Write out exactly the lines running from the one that contains "Put a dot on each instance of the white car" through the end of the material.
[Material for the task Boundary: Start]
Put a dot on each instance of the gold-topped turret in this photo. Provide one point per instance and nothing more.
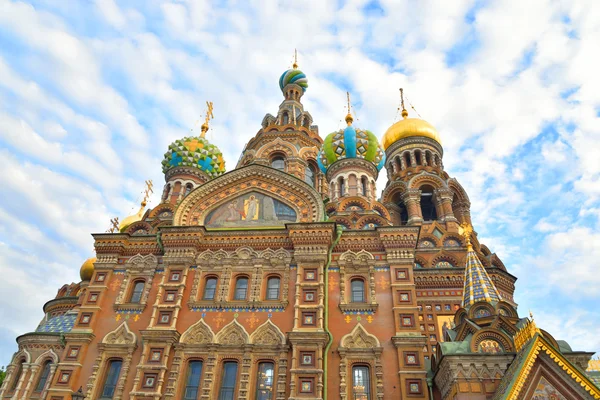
(408, 127)
(349, 118)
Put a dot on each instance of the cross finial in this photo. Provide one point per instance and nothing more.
(466, 230)
(114, 225)
(349, 118)
(209, 116)
(295, 65)
(147, 191)
(404, 112)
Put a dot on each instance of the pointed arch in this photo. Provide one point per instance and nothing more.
(198, 333)
(121, 335)
(233, 334)
(268, 334)
(359, 338)
(50, 354)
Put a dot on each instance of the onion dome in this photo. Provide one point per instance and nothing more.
(195, 152)
(127, 221)
(350, 142)
(294, 76)
(409, 127)
(87, 269)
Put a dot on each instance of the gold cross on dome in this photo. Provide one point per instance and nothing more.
(114, 222)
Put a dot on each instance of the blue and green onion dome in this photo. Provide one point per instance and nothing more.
(293, 76)
(350, 143)
(195, 152)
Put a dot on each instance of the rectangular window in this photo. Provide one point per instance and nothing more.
(310, 295)
(307, 358)
(85, 318)
(192, 380)
(155, 355)
(411, 358)
(93, 297)
(111, 379)
(210, 289)
(149, 381)
(307, 385)
(413, 386)
(407, 320)
(228, 380)
(309, 318)
(402, 274)
(264, 381)
(73, 352)
(361, 382)
(164, 317)
(310, 274)
(175, 276)
(170, 296)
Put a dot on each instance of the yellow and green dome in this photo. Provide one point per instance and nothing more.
(87, 269)
(409, 127)
(195, 152)
(350, 143)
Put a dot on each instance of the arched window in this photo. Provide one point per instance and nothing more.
(136, 293)
(192, 380)
(264, 381)
(407, 159)
(342, 186)
(361, 382)
(17, 376)
(278, 162)
(418, 157)
(44, 376)
(309, 175)
(273, 284)
(228, 379)
(111, 379)
(241, 288)
(427, 204)
(365, 185)
(210, 288)
(357, 287)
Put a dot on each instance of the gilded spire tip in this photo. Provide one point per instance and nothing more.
(349, 118)
(209, 116)
(404, 112)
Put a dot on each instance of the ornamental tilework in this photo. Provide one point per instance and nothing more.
(59, 324)
(478, 285)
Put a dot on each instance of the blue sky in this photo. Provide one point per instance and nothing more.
(92, 93)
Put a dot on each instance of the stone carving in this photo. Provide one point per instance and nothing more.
(359, 338)
(199, 333)
(232, 334)
(121, 335)
(268, 334)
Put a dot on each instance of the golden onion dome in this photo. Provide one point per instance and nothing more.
(409, 127)
(87, 269)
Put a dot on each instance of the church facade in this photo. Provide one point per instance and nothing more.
(287, 278)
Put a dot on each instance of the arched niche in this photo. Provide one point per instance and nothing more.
(252, 196)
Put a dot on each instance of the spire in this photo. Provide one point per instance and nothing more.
(209, 116)
(404, 112)
(349, 117)
(478, 284)
(295, 64)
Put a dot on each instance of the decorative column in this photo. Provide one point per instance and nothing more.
(412, 200)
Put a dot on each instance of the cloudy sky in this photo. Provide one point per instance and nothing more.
(92, 93)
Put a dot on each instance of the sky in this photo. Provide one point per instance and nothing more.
(93, 92)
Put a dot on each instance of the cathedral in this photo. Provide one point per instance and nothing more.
(288, 278)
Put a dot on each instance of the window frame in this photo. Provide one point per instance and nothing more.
(134, 285)
(236, 289)
(268, 289)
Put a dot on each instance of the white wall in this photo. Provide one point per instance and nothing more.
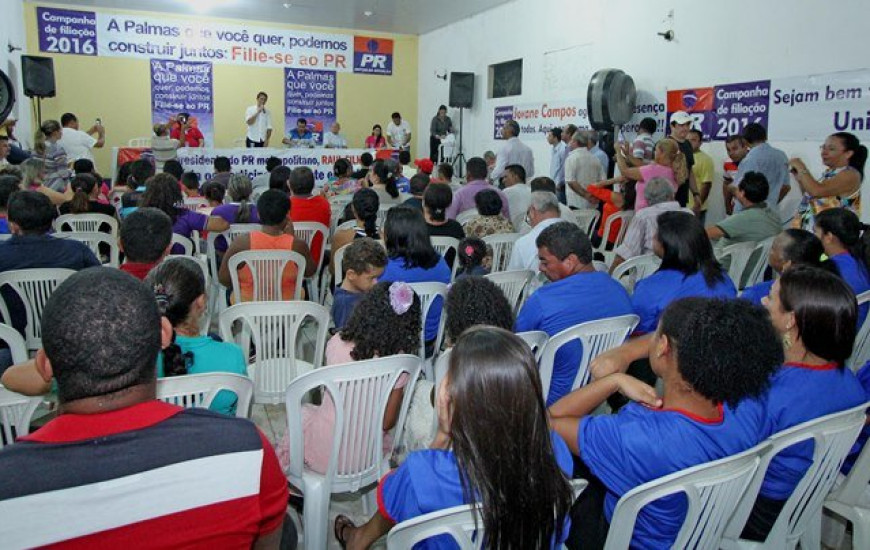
(12, 32)
(734, 41)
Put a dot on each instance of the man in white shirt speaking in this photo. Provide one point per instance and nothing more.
(513, 151)
(399, 133)
(78, 144)
(259, 121)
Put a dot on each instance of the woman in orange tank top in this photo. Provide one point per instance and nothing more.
(277, 234)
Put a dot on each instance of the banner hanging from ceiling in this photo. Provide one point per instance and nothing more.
(144, 36)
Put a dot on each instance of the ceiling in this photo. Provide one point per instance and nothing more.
(393, 16)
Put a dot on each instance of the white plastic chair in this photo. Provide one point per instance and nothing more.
(195, 204)
(199, 390)
(34, 287)
(502, 244)
(861, 348)
(139, 142)
(16, 410)
(428, 293)
(272, 330)
(86, 223)
(596, 337)
(754, 272)
(457, 522)
(586, 218)
(93, 240)
(713, 491)
(629, 272)
(850, 501)
(626, 216)
(307, 231)
(464, 217)
(360, 391)
(512, 284)
(267, 273)
(442, 246)
(739, 254)
(537, 340)
(183, 242)
(800, 518)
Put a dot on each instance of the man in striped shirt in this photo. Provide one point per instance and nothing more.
(117, 468)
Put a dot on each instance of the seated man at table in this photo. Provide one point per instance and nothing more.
(300, 136)
(146, 237)
(576, 294)
(133, 468)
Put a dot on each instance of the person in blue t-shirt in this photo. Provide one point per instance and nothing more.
(412, 259)
(502, 445)
(790, 248)
(815, 313)
(364, 261)
(179, 288)
(706, 412)
(840, 231)
(688, 268)
(576, 294)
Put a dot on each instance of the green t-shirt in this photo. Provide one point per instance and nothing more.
(212, 356)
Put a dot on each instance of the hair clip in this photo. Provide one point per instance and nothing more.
(401, 297)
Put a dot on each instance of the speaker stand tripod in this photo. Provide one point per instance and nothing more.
(459, 158)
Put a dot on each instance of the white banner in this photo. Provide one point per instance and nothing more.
(94, 33)
(536, 119)
(813, 107)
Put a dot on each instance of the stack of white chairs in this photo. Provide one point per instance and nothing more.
(502, 245)
(16, 410)
(269, 335)
(34, 287)
(199, 390)
(596, 337)
(360, 392)
(626, 216)
(629, 272)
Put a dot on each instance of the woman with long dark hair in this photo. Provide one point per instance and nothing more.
(791, 248)
(162, 192)
(840, 231)
(179, 288)
(520, 479)
(815, 313)
(376, 140)
(840, 184)
(688, 269)
(412, 258)
(713, 356)
(85, 192)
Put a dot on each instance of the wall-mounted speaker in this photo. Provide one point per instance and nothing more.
(38, 76)
(461, 90)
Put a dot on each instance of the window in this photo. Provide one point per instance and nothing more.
(506, 79)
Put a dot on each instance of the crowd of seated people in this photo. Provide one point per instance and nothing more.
(734, 368)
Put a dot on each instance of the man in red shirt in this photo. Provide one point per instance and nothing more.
(118, 468)
(182, 125)
(306, 207)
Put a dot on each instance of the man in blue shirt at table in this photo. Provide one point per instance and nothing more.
(576, 294)
(300, 136)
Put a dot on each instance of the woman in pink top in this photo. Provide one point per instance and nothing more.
(386, 321)
(668, 163)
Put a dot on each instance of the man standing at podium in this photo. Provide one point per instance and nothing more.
(259, 121)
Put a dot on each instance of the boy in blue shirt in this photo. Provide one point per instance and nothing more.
(364, 261)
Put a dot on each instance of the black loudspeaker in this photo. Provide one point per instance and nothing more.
(38, 73)
(610, 98)
(461, 90)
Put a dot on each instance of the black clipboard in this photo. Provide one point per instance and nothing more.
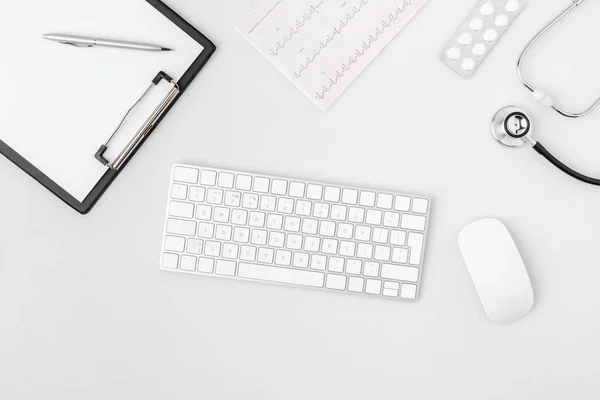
(109, 177)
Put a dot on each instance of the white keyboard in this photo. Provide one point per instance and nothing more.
(264, 228)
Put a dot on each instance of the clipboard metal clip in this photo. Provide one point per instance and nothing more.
(145, 129)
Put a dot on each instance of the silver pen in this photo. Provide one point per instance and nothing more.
(80, 41)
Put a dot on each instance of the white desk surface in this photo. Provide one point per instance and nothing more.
(86, 313)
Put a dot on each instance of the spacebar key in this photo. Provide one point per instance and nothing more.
(281, 275)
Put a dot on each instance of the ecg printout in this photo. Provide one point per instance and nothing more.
(323, 45)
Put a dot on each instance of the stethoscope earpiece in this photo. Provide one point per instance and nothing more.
(513, 127)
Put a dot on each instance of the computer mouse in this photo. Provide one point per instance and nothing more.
(497, 270)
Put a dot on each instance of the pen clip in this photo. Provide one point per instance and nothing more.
(77, 45)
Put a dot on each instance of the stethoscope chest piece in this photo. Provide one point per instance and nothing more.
(513, 127)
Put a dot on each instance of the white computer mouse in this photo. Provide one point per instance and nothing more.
(497, 270)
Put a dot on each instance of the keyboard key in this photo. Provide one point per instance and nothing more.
(239, 217)
(186, 175)
(296, 189)
(336, 282)
(371, 269)
(367, 199)
(338, 212)
(194, 246)
(327, 228)
(400, 256)
(248, 253)
(181, 227)
(214, 196)
(230, 251)
(303, 208)
(380, 235)
(402, 203)
(312, 243)
(335, 264)
(329, 246)
(206, 265)
(281, 275)
(349, 196)
(314, 192)
(275, 221)
(250, 201)
(268, 203)
(197, 194)
(347, 249)
(385, 201)
(173, 243)
(413, 222)
(208, 178)
(224, 232)
(415, 242)
(259, 237)
(257, 220)
(241, 235)
(179, 192)
(266, 256)
(332, 194)
(283, 257)
(292, 224)
(373, 286)
(408, 292)
(233, 199)
(243, 182)
(374, 217)
(391, 219)
(182, 210)
(261, 185)
(318, 262)
(400, 273)
(276, 239)
(226, 268)
(420, 206)
(356, 285)
(285, 206)
(345, 231)
(170, 261)
(206, 230)
(221, 214)
(356, 215)
(353, 267)
(310, 226)
(301, 260)
(382, 253)
(212, 249)
(226, 180)
(187, 263)
(398, 238)
(279, 187)
(294, 242)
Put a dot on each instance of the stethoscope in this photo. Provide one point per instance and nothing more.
(513, 127)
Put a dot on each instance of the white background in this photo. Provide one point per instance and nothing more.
(85, 311)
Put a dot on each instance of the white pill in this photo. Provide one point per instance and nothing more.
(468, 64)
(476, 24)
(453, 53)
(487, 9)
(501, 20)
(465, 39)
(490, 35)
(479, 49)
(512, 5)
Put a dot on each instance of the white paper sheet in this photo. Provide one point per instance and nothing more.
(60, 103)
(323, 45)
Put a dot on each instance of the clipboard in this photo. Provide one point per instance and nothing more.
(133, 146)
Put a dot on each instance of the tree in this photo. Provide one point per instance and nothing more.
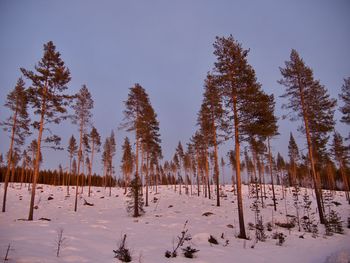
(17, 124)
(240, 88)
(211, 119)
(135, 105)
(309, 101)
(127, 162)
(180, 155)
(72, 150)
(95, 141)
(82, 108)
(293, 153)
(341, 155)
(345, 97)
(47, 97)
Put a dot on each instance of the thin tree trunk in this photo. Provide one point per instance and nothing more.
(272, 183)
(318, 191)
(9, 159)
(78, 172)
(216, 167)
(242, 233)
(37, 160)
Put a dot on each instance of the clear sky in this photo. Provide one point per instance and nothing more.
(166, 46)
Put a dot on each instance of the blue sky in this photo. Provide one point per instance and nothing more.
(166, 46)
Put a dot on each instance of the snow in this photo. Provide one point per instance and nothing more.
(93, 232)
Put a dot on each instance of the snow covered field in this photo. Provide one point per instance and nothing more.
(92, 233)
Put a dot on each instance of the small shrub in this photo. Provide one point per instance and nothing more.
(189, 252)
(333, 224)
(281, 238)
(269, 226)
(122, 253)
(213, 240)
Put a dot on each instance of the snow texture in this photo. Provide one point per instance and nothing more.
(93, 232)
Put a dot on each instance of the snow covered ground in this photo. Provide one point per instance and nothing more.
(93, 232)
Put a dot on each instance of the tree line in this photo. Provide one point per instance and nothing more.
(234, 107)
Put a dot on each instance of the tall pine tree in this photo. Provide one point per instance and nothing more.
(48, 99)
(17, 124)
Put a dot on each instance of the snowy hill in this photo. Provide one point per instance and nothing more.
(93, 232)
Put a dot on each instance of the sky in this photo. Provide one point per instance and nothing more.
(167, 47)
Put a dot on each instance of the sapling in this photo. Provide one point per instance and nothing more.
(123, 253)
(60, 241)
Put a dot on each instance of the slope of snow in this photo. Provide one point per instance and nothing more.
(93, 232)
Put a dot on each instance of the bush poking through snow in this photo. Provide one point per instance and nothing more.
(281, 238)
(333, 223)
(122, 253)
(135, 204)
(213, 240)
(189, 252)
(180, 242)
(60, 241)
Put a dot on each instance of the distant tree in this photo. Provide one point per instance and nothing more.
(293, 153)
(127, 162)
(17, 124)
(280, 164)
(237, 81)
(345, 97)
(212, 122)
(180, 155)
(341, 156)
(95, 141)
(309, 101)
(47, 97)
(72, 150)
(82, 117)
(112, 151)
(223, 164)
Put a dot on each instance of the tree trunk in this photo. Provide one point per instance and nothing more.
(37, 160)
(147, 177)
(78, 168)
(242, 233)
(9, 159)
(272, 183)
(318, 191)
(216, 166)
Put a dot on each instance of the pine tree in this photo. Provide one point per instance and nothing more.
(72, 150)
(127, 162)
(345, 97)
(180, 156)
(82, 109)
(112, 151)
(47, 97)
(17, 124)
(95, 141)
(309, 101)
(341, 156)
(293, 153)
(237, 81)
(134, 115)
(211, 120)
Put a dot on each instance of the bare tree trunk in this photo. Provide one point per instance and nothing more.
(242, 233)
(147, 177)
(216, 167)
(318, 190)
(9, 160)
(37, 160)
(272, 183)
(78, 172)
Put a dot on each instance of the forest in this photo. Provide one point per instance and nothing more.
(234, 108)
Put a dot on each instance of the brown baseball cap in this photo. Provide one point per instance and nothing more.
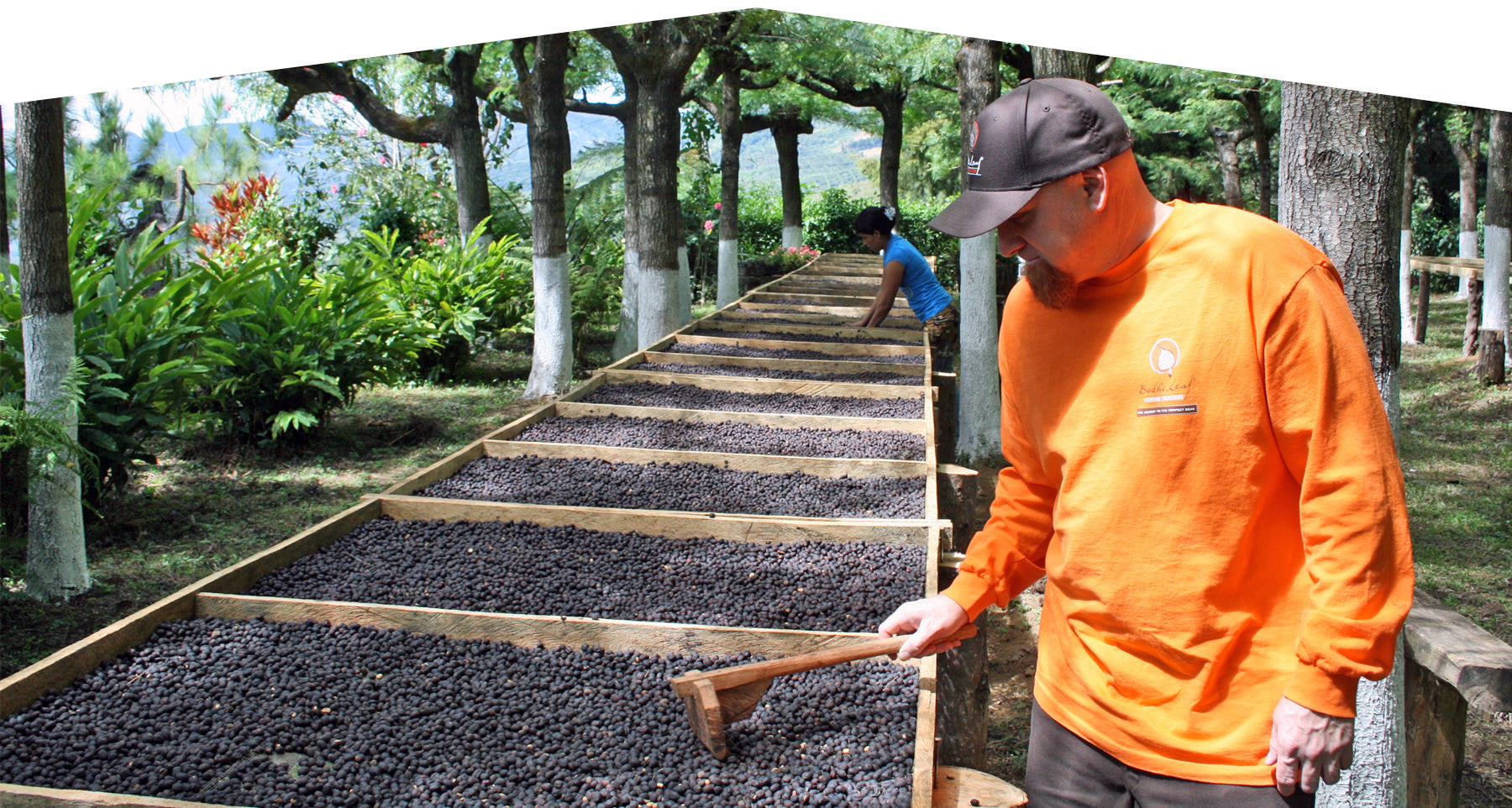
(1043, 130)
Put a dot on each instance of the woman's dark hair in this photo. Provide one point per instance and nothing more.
(877, 220)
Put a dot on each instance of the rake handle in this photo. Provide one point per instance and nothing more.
(752, 672)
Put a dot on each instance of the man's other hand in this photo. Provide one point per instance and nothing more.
(1307, 745)
(929, 621)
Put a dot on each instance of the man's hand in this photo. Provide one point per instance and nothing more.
(929, 621)
(1307, 745)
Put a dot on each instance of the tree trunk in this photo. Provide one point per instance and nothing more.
(979, 406)
(13, 464)
(5, 223)
(469, 167)
(1260, 130)
(785, 138)
(1467, 153)
(627, 333)
(891, 111)
(56, 566)
(731, 137)
(543, 96)
(1226, 141)
(1341, 176)
(1405, 256)
(658, 220)
(1050, 62)
(1499, 220)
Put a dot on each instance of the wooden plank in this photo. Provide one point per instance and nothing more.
(1459, 653)
(741, 313)
(529, 630)
(714, 323)
(956, 787)
(765, 530)
(1436, 732)
(748, 385)
(835, 349)
(26, 796)
(782, 421)
(438, 471)
(637, 513)
(809, 365)
(765, 464)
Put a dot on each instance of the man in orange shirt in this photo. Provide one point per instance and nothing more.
(1200, 466)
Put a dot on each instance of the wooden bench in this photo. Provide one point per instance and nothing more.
(1451, 666)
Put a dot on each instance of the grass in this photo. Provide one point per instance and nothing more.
(1457, 453)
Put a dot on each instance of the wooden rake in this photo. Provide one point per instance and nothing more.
(720, 698)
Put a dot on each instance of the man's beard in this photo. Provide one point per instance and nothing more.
(1051, 286)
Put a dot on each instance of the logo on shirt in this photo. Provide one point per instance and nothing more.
(1164, 354)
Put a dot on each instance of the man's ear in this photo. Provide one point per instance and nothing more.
(1095, 182)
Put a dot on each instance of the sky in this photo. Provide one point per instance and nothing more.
(94, 45)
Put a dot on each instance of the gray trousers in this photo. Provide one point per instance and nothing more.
(1068, 772)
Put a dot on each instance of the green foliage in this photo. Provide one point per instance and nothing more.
(138, 332)
(457, 292)
(829, 221)
(302, 344)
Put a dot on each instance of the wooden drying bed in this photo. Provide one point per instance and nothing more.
(223, 594)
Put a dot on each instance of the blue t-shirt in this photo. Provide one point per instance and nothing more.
(924, 291)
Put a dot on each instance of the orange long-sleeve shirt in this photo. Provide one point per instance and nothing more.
(1202, 468)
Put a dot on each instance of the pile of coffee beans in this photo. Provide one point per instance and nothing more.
(589, 481)
(521, 568)
(727, 438)
(270, 715)
(720, 349)
(869, 377)
(688, 396)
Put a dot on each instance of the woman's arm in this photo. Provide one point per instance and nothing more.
(891, 281)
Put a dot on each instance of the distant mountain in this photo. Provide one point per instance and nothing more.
(826, 160)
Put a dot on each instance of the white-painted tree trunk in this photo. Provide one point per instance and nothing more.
(658, 309)
(979, 422)
(729, 285)
(1405, 286)
(1468, 249)
(1376, 779)
(684, 289)
(551, 359)
(56, 566)
(627, 338)
(1499, 254)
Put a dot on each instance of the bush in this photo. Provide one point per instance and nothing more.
(139, 332)
(302, 343)
(455, 292)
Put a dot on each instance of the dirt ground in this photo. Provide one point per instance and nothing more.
(1012, 654)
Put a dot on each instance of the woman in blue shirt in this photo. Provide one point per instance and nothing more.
(905, 268)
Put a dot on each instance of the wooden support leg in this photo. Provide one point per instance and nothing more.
(958, 491)
(1436, 739)
(1491, 366)
(962, 700)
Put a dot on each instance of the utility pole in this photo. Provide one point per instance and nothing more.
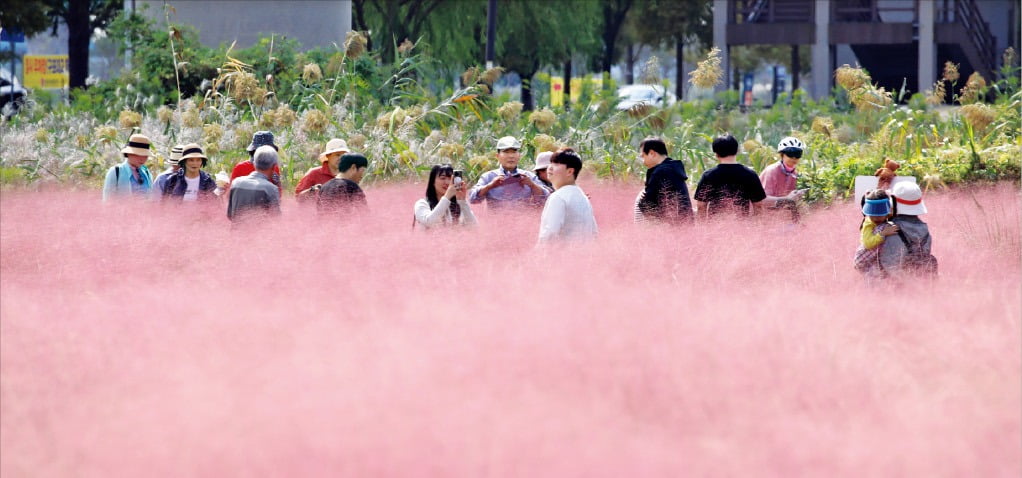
(491, 33)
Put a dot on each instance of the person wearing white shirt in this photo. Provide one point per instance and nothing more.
(450, 209)
(567, 213)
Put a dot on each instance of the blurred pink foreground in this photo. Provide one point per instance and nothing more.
(154, 342)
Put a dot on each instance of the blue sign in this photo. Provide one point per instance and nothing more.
(11, 36)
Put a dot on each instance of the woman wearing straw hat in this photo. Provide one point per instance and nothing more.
(190, 183)
(159, 184)
(130, 178)
(908, 253)
(317, 177)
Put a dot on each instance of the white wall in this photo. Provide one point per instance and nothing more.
(312, 22)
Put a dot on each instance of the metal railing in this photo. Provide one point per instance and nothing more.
(771, 11)
(869, 11)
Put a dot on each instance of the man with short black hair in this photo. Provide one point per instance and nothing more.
(665, 197)
(342, 193)
(254, 194)
(508, 186)
(731, 186)
(567, 214)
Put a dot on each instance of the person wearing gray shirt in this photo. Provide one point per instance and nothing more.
(254, 194)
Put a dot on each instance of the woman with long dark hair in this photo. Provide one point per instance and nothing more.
(446, 202)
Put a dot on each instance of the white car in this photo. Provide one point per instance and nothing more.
(10, 92)
(656, 95)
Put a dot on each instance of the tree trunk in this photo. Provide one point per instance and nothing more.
(796, 68)
(613, 18)
(567, 85)
(79, 34)
(630, 62)
(526, 92)
(680, 70)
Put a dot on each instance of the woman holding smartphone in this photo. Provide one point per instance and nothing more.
(446, 202)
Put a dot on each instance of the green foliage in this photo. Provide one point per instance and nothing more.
(405, 121)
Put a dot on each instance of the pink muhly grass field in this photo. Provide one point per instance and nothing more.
(155, 341)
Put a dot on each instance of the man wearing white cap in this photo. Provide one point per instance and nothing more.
(317, 177)
(507, 185)
(909, 250)
(130, 178)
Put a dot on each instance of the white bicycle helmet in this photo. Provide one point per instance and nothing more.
(790, 142)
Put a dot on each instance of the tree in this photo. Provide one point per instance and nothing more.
(392, 21)
(674, 24)
(532, 34)
(29, 16)
(82, 17)
(614, 14)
[Material for the task Boundary: End]
Task response.
Put a dot on each instance of the white car in this photo. Provide one point per instance and nothing more.
(10, 92)
(656, 95)
Put a dot on each instance of the tree trunk in this photo. Provide one point per instance and nothing more.
(796, 68)
(613, 18)
(567, 85)
(79, 34)
(630, 62)
(526, 92)
(680, 70)
Put a dot on each instance of the woman holding smartphone in this photo. Provide one point per instance and nothing more.
(446, 202)
Put a dot on each instance of the green foliage in this photo. Provide one point per instance and nothing more.
(405, 121)
Put a dot on each instance of the pink muhly grass field in this photo. Provide one point per instance and nothing more.
(155, 341)
Put a dot on each instance of the man wearing white cap in this photo. Provide one point per instance and nothing more.
(317, 177)
(507, 185)
(909, 250)
(130, 178)
Put a dot on each instance of the white bicycle helmet in this photo. Provide one point per instance and nothing more.
(790, 142)
Put a dot on each instance of the tree in this photo. Provide one point per instance and nothing more.
(392, 21)
(674, 24)
(532, 34)
(29, 16)
(82, 17)
(614, 14)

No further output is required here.